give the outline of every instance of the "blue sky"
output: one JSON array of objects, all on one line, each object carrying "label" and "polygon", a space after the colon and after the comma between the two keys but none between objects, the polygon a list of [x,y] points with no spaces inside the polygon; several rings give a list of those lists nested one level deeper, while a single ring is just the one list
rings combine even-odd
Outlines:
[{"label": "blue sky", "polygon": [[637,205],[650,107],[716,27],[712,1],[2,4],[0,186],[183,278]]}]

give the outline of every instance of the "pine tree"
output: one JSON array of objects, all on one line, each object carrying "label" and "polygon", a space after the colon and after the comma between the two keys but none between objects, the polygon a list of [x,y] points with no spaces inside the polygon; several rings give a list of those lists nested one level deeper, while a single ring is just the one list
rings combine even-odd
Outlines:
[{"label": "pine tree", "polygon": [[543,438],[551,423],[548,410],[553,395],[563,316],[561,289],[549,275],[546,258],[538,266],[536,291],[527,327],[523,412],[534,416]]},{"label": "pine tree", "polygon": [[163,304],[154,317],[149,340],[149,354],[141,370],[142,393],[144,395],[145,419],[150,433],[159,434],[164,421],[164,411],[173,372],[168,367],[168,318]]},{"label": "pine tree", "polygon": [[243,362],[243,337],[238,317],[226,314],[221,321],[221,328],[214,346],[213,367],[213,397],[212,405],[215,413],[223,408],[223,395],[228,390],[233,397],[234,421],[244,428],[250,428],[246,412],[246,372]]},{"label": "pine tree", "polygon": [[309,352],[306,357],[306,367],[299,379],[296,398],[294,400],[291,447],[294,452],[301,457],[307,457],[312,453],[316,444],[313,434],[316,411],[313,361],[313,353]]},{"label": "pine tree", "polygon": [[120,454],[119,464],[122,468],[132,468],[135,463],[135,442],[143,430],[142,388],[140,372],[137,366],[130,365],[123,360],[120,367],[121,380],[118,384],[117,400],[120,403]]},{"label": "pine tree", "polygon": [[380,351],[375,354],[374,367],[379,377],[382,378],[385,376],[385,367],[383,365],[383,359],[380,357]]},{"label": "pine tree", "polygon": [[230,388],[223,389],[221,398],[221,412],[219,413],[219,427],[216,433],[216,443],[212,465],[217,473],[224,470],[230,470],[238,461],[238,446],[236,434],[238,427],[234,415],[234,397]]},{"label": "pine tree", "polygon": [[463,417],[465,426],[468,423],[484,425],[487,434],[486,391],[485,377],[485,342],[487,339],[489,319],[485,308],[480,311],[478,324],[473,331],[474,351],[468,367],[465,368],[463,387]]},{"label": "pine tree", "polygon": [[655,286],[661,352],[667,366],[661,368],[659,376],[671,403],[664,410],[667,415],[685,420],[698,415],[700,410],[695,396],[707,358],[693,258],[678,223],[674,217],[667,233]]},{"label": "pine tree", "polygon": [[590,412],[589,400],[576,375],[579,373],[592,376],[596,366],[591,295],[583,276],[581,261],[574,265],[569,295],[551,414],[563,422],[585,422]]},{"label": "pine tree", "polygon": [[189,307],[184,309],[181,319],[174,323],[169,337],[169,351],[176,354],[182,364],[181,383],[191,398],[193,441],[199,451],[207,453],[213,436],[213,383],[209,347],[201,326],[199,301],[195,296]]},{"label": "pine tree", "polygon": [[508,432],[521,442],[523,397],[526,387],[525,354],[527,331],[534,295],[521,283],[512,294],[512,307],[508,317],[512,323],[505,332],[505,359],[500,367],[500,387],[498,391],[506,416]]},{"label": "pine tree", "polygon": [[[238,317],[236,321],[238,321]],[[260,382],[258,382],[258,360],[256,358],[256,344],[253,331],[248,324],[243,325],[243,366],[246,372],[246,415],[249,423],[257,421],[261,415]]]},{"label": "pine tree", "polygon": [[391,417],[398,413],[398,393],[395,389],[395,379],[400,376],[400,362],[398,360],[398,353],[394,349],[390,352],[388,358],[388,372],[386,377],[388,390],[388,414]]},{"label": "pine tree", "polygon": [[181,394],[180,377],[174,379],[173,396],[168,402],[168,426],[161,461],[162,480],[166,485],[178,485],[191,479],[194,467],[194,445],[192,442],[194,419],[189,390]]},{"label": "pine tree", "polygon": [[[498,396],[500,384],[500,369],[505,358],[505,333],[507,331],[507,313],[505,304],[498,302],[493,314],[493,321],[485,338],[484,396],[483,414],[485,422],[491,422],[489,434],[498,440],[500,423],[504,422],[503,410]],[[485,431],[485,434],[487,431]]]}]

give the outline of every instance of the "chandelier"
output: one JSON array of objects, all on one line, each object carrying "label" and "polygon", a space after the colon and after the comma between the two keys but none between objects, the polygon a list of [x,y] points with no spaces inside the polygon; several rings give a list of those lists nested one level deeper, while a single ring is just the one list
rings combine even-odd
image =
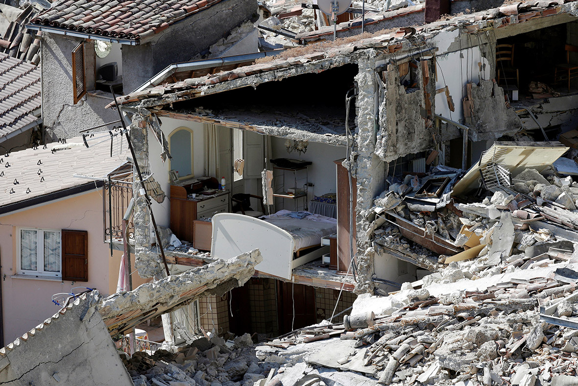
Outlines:
[{"label": "chandelier", "polygon": [[294,150],[299,154],[302,154],[307,151],[307,145],[309,144],[309,141],[301,141],[297,140],[285,140],[285,147],[287,147],[287,153],[292,153]]}]

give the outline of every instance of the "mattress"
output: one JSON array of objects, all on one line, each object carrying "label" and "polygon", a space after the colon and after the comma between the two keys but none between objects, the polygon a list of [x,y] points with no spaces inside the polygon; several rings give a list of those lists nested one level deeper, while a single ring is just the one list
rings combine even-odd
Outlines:
[{"label": "mattress", "polygon": [[337,220],[335,218],[310,213],[301,219],[288,216],[295,213],[280,210],[261,219],[291,233],[295,239],[295,251],[305,247],[321,245],[321,237],[337,232]]}]

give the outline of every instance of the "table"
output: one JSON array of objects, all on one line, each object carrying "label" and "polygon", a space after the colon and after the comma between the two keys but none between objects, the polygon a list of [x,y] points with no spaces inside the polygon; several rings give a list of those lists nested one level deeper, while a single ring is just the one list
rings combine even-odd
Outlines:
[{"label": "table", "polygon": [[337,204],[312,200],[309,202],[309,211],[315,214],[337,218]]}]

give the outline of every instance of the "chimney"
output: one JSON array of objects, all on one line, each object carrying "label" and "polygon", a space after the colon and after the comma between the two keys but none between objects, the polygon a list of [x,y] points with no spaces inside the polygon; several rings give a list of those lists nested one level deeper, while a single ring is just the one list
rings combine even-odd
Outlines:
[{"label": "chimney", "polygon": [[425,0],[425,23],[439,20],[442,15],[450,14],[451,0]]}]

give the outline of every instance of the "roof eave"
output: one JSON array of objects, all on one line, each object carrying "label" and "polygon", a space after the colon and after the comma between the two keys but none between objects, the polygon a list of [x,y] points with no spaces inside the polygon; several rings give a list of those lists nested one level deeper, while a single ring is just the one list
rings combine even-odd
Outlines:
[{"label": "roof eave", "polygon": [[91,181],[83,184],[82,185],[77,185],[56,192],[52,192],[51,193],[32,197],[28,199],[3,205],[0,206],[0,216],[6,216],[6,214],[23,209],[29,209],[30,207],[47,204],[52,201],[55,201],[69,196],[86,193],[91,190],[102,187],[103,183],[103,181]]},{"label": "roof eave", "polygon": [[127,44],[129,46],[138,46],[140,43],[139,39],[133,40],[131,39],[120,39],[118,38],[112,38],[110,36],[103,36],[95,34],[88,34],[86,32],[79,32],[77,31],[72,31],[66,28],[59,28],[55,27],[49,25],[43,25],[42,24],[26,24],[26,28],[34,31],[39,31],[49,34],[56,34],[62,35],[66,36],[72,36],[73,38],[83,38],[84,39],[92,39],[95,40],[102,40],[109,43],[118,43],[121,44]]}]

# # # #

## Given task:
Without the pictures, reproduce every line of the records above exactly.

## Solution to this task:
give the outline of every instance of the "blue sky"
output: one JSON array of objects, all on one line, each object carrying "label" and "polygon", a space after the colon and after the comma between the two keys but none between objects, the polygon a list of [x,y] points with no spaces inside the polygon; several rings give a list of those lists nested one level deeper, while a single ring is just the one list
rings combine even-odd
Outlines:
[{"label": "blue sky", "polygon": [[637,205],[650,107],[716,27],[712,1],[2,4],[0,186],[183,278]]}]

give the outline of every instance of the "pine tree"
output: one JSON array of objects, all on one line, each object carrying "label" and "polygon", a space after the colon and after the comma between the two keys but none between objects, the polygon a list of [x,y] points with no spaces inside the polygon; several rings give a list of those lists nested one level deeper, while a single ring is just the one list
rings combine even-odd
Outlines:
[{"label": "pine tree", "polygon": [[543,438],[551,423],[548,410],[553,395],[563,316],[561,289],[549,275],[546,258],[538,266],[536,291],[527,327],[523,412],[534,416]]},{"label": "pine tree", "polygon": [[163,304],[154,317],[149,340],[149,354],[141,370],[142,393],[144,395],[145,419],[150,433],[159,434],[164,421],[164,411],[173,372],[168,367],[168,318]]},{"label": "pine tree", "polygon": [[243,362],[243,337],[238,317],[226,314],[221,321],[221,328],[214,346],[213,367],[213,397],[212,405],[215,413],[223,408],[223,395],[228,390],[233,397],[234,421],[244,428],[250,428],[246,412],[246,372]]},{"label": "pine tree", "polygon": [[309,352],[306,357],[306,367],[299,379],[296,398],[294,400],[291,447],[294,452],[301,457],[307,457],[312,453],[316,444],[313,434],[316,411],[313,361],[313,353]]},{"label": "pine tree", "polygon": [[120,454],[119,464],[122,468],[132,468],[135,463],[135,442],[143,430],[142,388],[140,372],[137,366],[130,365],[123,360],[120,367],[121,380],[118,384],[117,400],[120,403]]},{"label": "pine tree", "polygon": [[380,351],[375,354],[374,367],[379,377],[382,378],[385,376],[385,367],[383,365],[383,359],[380,357]]},{"label": "pine tree", "polygon": [[230,388],[223,389],[221,398],[221,412],[219,413],[219,427],[216,433],[216,443],[212,465],[217,473],[224,470],[230,470],[238,461],[238,446],[236,434],[238,427],[234,415],[234,397]]},{"label": "pine tree", "polygon": [[463,417],[465,426],[468,423],[484,425],[487,434],[486,391],[485,377],[485,342],[487,339],[489,319],[485,308],[480,311],[478,324],[473,331],[474,351],[468,367],[465,368],[463,387]]},{"label": "pine tree", "polygon": [[655,286],[661,352],[667,366],[661,368],[659,376],[671,403],[664,410],[667,415],[685,420],[698,415],[700,410],[695,396],[707,358],[693,258],[678,223],[674,217],[667,233]]},{"label": "pine tree", "polygon": [[590,412],[589,400],[576,375],[579,373],[592,376],[596,366],[591,295],[583,276],[581,261],[574,265],[569,295],[551,414],[563,422],[585,422]]},{"label": "pine tree", "polygon": [[189,307],[184,309],[181,319],[174,323],[169,337],[169,351],[176,354],[182,364],[181,383],[191,398],[193,441],[199,451],[207,453],[213,436],[213,383],[209,347],[201,326],[199,301],[195,296]]},{"label": "pine tree", "polygon": [[508,432],[521,442],[523,397],[526,387],[525,354],[527,331],[534,295],[521,283],[512,294],[512,307],[508,317],[512,323],[505,332],[505,359],[500,367],[500,387],[498,391],[506,416]]},{"label": "pine tree", "polygon": [[[238,317],[236,321],[238,321]],[[260,382],[258,382],[258,360],[256,358],[256,344],[253,331],[248,324],[243,325],[243,366],[246,372],[246,415],[249,423],[257,421],[261,415]]]},{"label": "pine tree", "polygon": [[391,417],[398,413],[398,393],[395,389],[395,379],[400,376],[400,362],[398,360],[398,353],[394,349],[390,352],[388,358],[388,372],[386,377],[388,390],[388,414]]},{"label": "pine tree", "polygon": [[181,394],[180,377],[174,379],[173,396],[168,402],[168,426],[161,461],[162,480],[166,485],[178,485],[191,479],[194,467],[194,445],[192,442],[194,419],[189,390]]},{"label": "pine tree", "polygon": [[[498,396],[500,384],[500,369],[505,358],[505,333],[507,331],[507,313],[505,304],[498,302],[493,314],[493,321],[485,338],[484,396],[483,414],[485,422],[491,422],[489,434],[498,440],[500,423],[504,422],[503,410]],[[485,431],[485,434],[487,431]]]}]

give the outline of every instance of the "chandelier"
output: one JSON array of objects, all on one line, each object carrying "label" and "polygon", a space after the colon and after the comma between the two keys but none between objects, the polygon a list of [x,y] points with no spaces inside the polygon; several rings give a list of those lists nested one level deeper, while a single ring is just the one list
rings combine even-odd
image =
Outlines:
[{"label": "chandelier", "polygon": [[294,150],[299,154],[302,154],[307,151],[307,145],[309,144],[309,141],[301,141],[297,140],[285,140],[285,147],[287,147],[287,153],[292,153]]}]

give the outline of every instance of the "mattress"
output: one JSON array of objects, all on one line, each object carrying "label" and "polygon", a space after the colon and after the comma between the two keys but none between objects, the polygon a list of [x,y] points with no spaces inside the polygon; several rings give a list of those lists nested one level deeper, while a single ring is just the one list
rings combine even-odd
Outlines:
[{"label": "mattress", "polygon": [[337,220],[335,218],[310,213],[301,219],[288,216],[295,213],[280,210],[261,219],[291,233],[295,239],[295,251],[305,247],[321,245],[321,237],[337,232]]}]

give the outline of every instance of the "table"
output: one JSON array of objects, all on one line, each object carrying "label" and "polygon", a space after the colon and after the comma between the two keys but none between objects, the polygon a list of [x,y] points with no spaces inside the polygon; several rings give a list of those lists nested one level deeper, while a single ring is just the one list
rings combine even-odd
Outlines:
[{"label": "table", "polygon": [[337,204],[312,200],[309,202],[309,211],[315,214],[337,218]]}]

give the outline of every instance of the "chimney"
output: one JSON array of objects, all on one line, each object carrying "label" and "polygon", a space after the colon and after the comma between the two keys but none between objects, the polygon a list of [x,y] points with no spaces inside the polygon; several rings give a list of those lists nested one level deeper, while a single ring is just the one list
rings combine even-odd
Outlines:
[{"label": "chimney", "polygon": [[425,0],[425,23],[439,20],[442,15],[450,14],[451,0]]}]

give the outline of every instance of the "roof eave"
output: one JSON array of objects, all on one line, each object carrying "label" and "polygon", a space after the colon and after the comma between the two keys but none between objects, the polygon a list of [x,y] points with no spaces inside the polygon; several rings give a list of those lists nested one level deeper, while a single ring is just the one list
rings combine even-odd
Outlines:
[{"label": "roof eave", "polygon": [[91,181],[83,184],[82,185],[77,185],[56,192],[52,192],[51,193],[32,197],[28,199],[3,205],[0,206],[0,216],[6,216],[6,214],[23,209],[29,209],[30,207],[47,204],[52,201],[55,201],[69,196],[86,193],[91,190],[102,187],[103,183],[103,181]]},{"label": "roof eave", "polygon": [[127,44],[129,46],[138,46],[140,43],[139,39],[133,40],[131,39],[120,39],[118,38],[112,38],[110,36],[103,36],[95,34],[88,34],[86,32],[79,32],[77,31],[72,31],[66,28],[59,28],[55,27],[49,25],[43,25],[42,24],[26,24],[26,28],[34,31],[39,31],[49,34],[56,34],[62,35],[66,36],[72,36],[73,38],[83,38],[84,39],[92,39],[95,40],[102,40],[109,43],[118,43],[121,44]]}]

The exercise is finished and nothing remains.